**GIVEN REQUEST**
Extract each line of the listing below that contains the string "Target".

═══

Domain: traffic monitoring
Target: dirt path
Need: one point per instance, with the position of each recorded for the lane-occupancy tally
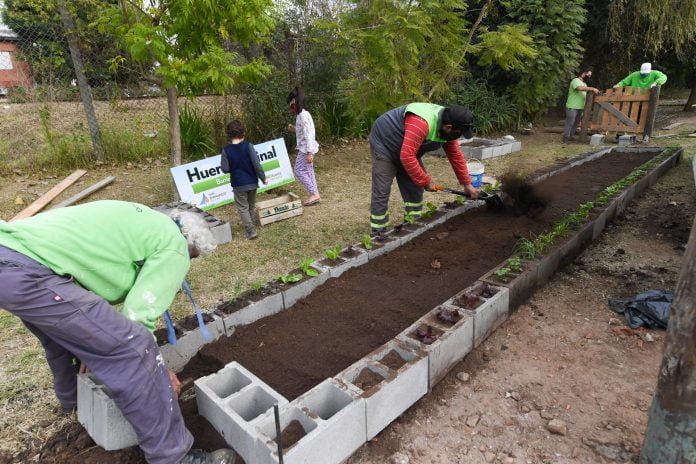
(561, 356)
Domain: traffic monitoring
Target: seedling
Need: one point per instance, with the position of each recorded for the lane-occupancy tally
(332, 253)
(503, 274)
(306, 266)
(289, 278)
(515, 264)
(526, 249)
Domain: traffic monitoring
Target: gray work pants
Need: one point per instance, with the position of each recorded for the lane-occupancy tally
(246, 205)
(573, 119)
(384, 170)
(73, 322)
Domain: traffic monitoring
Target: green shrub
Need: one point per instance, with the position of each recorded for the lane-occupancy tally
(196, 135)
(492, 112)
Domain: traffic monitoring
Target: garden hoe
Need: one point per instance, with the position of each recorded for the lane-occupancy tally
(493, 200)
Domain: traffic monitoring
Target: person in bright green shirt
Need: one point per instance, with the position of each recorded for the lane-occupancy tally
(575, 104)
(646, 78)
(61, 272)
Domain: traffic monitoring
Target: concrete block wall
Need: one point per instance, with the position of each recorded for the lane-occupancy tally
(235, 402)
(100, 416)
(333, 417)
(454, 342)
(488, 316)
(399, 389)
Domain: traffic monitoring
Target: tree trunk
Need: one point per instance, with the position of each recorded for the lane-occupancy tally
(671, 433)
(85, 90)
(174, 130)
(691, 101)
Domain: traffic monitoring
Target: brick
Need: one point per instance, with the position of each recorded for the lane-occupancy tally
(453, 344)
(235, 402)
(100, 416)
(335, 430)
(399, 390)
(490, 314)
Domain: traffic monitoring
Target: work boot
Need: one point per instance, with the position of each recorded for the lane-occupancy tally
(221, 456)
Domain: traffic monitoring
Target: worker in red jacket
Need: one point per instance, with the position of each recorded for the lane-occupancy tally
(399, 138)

═══

**FULL RESPONSE**
Target: dirt path
Target: seedling
Target: gray work pants
Target: green shrub
Target: garden hoe
Target: person in bright green shirt
Target: concrete block wall
Target: tree trunk
Target: brick
Target: work boot
Target: worker in red jacket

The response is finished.